**What to work on**
**a)** Which questions does the passage on genetic buffering name as interesting ones to answer? List each one as the passage words it.
**b)** Can you reproduce, word for word, the part of the passage on genetic buffering that opens with the words containing "These are all" and closes with "the ‘broken’ mutated gene."?

One noteworthy development is the production of organoids from engineered cells to model and recapitulate disease phenotypes in three-dimensional tissues (Kim et al. 2020; Lancaster et al. 2013). This strategy provides a framework for both disease modeling and regenerative medicine based on the synthetic reconstitution of tissues. An interesting perspective would be to study genetic buffering in different cell types that carry the same type of mutation. Interesting questions to answer are: is the genetic buffering triggered at the same level in different cell types? Or is it cell specific? How are modifier genes affected by environmental stressors? Do environmental stressors affect mRNA quality control pathways that have been linked to TA?

These are all questions that, if scientifically addressed, might lead to better treatments and the development of new therapies that focus on enhancing the expression of modifier genes rather than fixing the ‘broken’ mutated gene.

**Dataset entries**
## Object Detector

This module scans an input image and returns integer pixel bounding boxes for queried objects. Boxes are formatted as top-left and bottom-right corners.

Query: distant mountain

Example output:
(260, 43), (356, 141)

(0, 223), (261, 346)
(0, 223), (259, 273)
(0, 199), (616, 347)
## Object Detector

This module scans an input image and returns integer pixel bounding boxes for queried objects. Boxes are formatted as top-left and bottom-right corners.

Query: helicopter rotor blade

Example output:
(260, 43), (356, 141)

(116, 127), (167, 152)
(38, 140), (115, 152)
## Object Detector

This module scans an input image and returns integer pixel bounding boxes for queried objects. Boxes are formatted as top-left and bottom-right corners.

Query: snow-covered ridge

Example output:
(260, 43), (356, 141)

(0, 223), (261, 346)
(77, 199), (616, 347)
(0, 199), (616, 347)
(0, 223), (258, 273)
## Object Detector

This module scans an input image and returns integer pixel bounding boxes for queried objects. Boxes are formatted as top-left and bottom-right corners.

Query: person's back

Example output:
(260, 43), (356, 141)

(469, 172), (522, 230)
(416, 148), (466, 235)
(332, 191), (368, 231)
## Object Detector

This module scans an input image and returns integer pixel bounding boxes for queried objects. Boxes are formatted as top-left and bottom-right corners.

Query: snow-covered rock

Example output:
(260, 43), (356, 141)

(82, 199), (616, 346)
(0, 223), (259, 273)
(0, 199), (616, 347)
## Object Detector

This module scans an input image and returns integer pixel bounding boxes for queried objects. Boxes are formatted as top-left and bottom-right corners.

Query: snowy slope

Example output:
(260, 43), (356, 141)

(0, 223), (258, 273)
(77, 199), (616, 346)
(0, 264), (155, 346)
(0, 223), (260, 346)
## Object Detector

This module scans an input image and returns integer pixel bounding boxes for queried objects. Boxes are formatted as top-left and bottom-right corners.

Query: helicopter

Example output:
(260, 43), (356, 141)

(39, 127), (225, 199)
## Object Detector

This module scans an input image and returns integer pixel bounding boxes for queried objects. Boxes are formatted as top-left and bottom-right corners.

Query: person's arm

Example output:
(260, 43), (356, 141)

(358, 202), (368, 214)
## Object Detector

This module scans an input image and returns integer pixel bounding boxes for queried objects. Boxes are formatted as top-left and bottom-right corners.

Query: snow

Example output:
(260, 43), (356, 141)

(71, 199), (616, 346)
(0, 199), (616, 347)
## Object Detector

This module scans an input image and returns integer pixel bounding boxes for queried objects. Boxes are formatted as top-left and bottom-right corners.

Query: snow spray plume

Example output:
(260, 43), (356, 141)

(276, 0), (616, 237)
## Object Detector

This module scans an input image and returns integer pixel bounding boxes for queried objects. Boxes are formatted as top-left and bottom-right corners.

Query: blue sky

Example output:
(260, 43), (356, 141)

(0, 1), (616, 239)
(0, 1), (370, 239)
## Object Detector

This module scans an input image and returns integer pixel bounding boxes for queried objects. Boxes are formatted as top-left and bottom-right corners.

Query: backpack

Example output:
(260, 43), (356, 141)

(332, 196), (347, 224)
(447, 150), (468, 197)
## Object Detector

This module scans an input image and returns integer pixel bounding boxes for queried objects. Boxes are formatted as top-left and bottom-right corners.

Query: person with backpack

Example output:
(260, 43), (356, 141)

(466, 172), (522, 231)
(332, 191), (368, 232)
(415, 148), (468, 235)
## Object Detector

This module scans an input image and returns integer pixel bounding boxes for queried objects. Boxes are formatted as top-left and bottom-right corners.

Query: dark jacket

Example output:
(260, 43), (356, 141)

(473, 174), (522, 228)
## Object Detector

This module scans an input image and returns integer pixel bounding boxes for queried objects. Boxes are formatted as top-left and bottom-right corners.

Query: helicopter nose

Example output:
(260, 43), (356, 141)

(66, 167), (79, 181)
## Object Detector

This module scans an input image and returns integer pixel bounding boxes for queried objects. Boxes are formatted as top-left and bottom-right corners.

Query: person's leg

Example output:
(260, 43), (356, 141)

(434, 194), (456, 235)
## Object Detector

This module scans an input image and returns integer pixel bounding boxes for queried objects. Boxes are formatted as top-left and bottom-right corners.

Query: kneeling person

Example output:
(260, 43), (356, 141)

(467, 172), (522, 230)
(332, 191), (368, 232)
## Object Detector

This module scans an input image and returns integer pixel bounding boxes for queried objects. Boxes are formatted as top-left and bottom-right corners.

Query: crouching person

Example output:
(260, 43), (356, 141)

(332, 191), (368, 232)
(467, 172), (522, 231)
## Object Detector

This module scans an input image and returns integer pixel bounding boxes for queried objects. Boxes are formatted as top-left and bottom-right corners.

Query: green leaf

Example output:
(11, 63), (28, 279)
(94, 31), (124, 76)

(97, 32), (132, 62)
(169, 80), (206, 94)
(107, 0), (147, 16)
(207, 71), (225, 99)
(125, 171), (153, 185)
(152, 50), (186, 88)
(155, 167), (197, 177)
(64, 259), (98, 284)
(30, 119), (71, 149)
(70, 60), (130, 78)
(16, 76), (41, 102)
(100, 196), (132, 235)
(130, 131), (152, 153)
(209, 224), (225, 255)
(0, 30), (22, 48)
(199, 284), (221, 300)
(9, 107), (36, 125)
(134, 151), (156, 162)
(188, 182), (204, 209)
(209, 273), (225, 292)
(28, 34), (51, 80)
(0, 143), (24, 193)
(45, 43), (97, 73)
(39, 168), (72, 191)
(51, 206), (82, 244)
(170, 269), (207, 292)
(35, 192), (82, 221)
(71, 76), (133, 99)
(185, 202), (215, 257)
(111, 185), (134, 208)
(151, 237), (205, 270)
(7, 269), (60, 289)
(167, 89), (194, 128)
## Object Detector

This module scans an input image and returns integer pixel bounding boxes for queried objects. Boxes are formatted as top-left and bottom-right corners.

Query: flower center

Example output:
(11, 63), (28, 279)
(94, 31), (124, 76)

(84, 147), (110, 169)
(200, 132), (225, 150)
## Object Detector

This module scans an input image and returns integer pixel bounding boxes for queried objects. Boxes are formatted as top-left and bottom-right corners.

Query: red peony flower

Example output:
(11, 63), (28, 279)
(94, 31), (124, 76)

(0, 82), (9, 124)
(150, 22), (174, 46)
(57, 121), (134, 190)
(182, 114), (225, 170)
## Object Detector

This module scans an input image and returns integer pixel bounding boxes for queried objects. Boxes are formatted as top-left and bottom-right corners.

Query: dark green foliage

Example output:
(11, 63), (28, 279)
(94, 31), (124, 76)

**Task-by-task outputs**
**a)**
- is the genetic buffering triggered at the same level in different cell types?
- Or is it cell specific?
- How are modifier genes affected by environmental stressors?
- Do environmental stressors affect mRNA quality control pathways that have been linked to TA?

**b)**
These are all questions that, if scientifically addressed, might lead to better treatments and the development of new therapies that focus on enhancing the expression of modifier genes rather than fixing the ‘broken’ mutated gene.